* DOCUMENT SEGMENT
------------------------------------------------

After nearly 70 years as a family-owned independent publishing firm, Johnson Publishing Co. Inc. (No. 30 on the BE INDUSTRIAL/SERVICE list with $120 million in sales) announced that it sold an equity stake in the company to JPMorgan Chase’s Special Investments Group (SIG). And while the undisclosed, but certainly multi-million dollar, infusion provides the company with much-needed capital to refocus the brand, it also marks the first time the family business has taken outside investment.
In an exclusive interview with BLACK ENTERPRISE, Chairman Linda Johnson Rice, daughter of founder John H. and Eunice Walker Johnson, says there was no trepidation about selling a portion of the company’s equity and giving another firm a voice in the business. “We have the management control and the operational control of the business,” asserts Rice. “I believe that not only are they [JPMorgan Chase] savvy investors but I think they will be strategic partners for us.” She also stated adamantly that there are no plans to sell a controlling interest in the company.
Johnson Publishing was founded in November 1942 by John H. Johnson and his wife, Eunice Walker Johnson, more than two decades before the de-segregation of the South. The company initially published Negro Digest (later renamed Black World) before launching Ebony in 1945 and Jet in 1951. The company later branched out to publish books written by Black authors and distribute the Fashion Fair cosmetics brand. In 1987, BLACK ENTERPRISE named John H. Johnson its Entrepreneur of the Decade. At that time, Johnson publishing was the largest Black-owned business in the U.S. with revenues of $173 million. Since the inception of BLACK ENTERPRISE‘s list of the nation’s largest Black-owned businesses in 1973, Johnson Publishing has been one of only three companies to appear on every roster.

------------------------------------------------

Saved data entries
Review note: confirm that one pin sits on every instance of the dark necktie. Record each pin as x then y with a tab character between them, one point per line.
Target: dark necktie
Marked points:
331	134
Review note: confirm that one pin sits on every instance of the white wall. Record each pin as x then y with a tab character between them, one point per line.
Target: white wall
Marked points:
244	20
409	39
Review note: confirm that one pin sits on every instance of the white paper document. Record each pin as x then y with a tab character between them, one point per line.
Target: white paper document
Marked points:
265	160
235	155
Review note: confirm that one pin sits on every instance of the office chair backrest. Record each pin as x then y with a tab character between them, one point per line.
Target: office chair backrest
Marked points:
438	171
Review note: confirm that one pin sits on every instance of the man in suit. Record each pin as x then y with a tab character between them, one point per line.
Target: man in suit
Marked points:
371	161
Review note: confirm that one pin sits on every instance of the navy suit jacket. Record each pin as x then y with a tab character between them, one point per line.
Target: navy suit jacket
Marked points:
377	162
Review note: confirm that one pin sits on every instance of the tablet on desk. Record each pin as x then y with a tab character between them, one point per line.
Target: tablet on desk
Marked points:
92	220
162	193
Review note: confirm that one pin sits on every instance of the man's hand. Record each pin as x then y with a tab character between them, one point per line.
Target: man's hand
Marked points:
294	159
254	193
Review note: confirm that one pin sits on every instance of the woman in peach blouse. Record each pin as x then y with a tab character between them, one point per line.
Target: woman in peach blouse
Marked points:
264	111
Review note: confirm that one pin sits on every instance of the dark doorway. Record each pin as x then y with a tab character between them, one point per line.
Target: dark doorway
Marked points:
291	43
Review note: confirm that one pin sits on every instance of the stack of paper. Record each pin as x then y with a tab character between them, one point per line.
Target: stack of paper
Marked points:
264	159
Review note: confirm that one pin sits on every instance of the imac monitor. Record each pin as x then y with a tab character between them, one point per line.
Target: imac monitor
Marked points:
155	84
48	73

------------------------------------------------

* EXPLORE THE MATERIAL
1) In the Johnson Publishing article, in what year did the company launch Jet?
2) For each statement, say whether it agrees with the Johnson Publishing article, and quote the words that decide it.
(a) Johnson Publishing was founded in November 1942.
(b) Linda Johnson Rice said the company plans to sell a controlling interest.
(c) Ebony was the first magazine the company published.
3) Continue the Johnson Publishing article from where it stops.

* TASK-BY-TASK RESULTS
1) 1951

2)
(a) Yes: "Johnson Publishing was founded in November 1942"
(b) No: "there are no plans to sell a controlling interest in the company"
(c) No: "The company initially published Negro Digest (later renamed Black World) before launching Ebony in 1945"

3)
But in recent years, the pervasiveness and availability of technology—particularly mobile phones and other devices with Internet capability—lead to a dramatic shift in the way the public consumes media content. As the amount of time the average consumer spent online increased, magazine subscriptions declined while advertising dollars chased those same consumers. This, combined with economic conditions that in recent years alternated between sluggish and toxic, left print publications of all shapes and sizes struggling to survive.
The end result: Scores of magazines have ceased publishing print products, including Portfolio, Travel & Leisure Golf, Teen and PC Magazine just to name a few. Others, such as BusinessWeek and Vibe were acquired by investment firms or other information providers. “The fact is that these companies are so heavily invested in the print business—not just for the actual revenue—but [because] their infrastructure revolves around print,” says Matt Kinsman, Managing Editor for Folio, an industry publication. “They have all these systems in-house, they have this structure that’s all focused on producing a print product as opposed to something else.”
Ebony and Jet were among those publications that saw circulation numbers hemorrhage. In 2008, Ebony and Jet averaged 1,294,824 and 900,000, respectively, according to the Audited Bureau of Circulations, the industry standard. By year-end 2010, circulation dropped to 997,173 and 703,944, respectively. In the last five years, Johnson Publishing’s revenues dropped from more than $472 million to $120 million. Ebony was since redesigned and both publications replaced editors-in-chief. Other structural changes were made, including a workforce reduction, the sale of the building that served as the company’s headquarters for four decades, and the hiring of Desiree Rogers, former White House Social Secretary, as CEO.
Plans for the capital include building out Ebony’s digital presence, a redesign of Jet’s print product, a new website and an iPad app. The company also plans to build up its e-commerce platform to sell products and merchandise related to its Ebony, Jet and Fashion Fair brands. “What this infusion of capital will do is let us speed up the rebranding of the cosmetics line and that could be anything from what products are offered to marketing dollars,” says Rogers.
Could the new model work? “Nobody really knows. Tablets and apps are said to be the new savior for magazines, too; but there’s only a handful of publishers who are actually making money on it at this point,” says Kinsman. “For the majority of publishers, magazines are still the majority of revenue, but it’s not really seen as a growth area. It’s going to pay the bills but it’s becoming more of a branding tool than as a revenue tool.”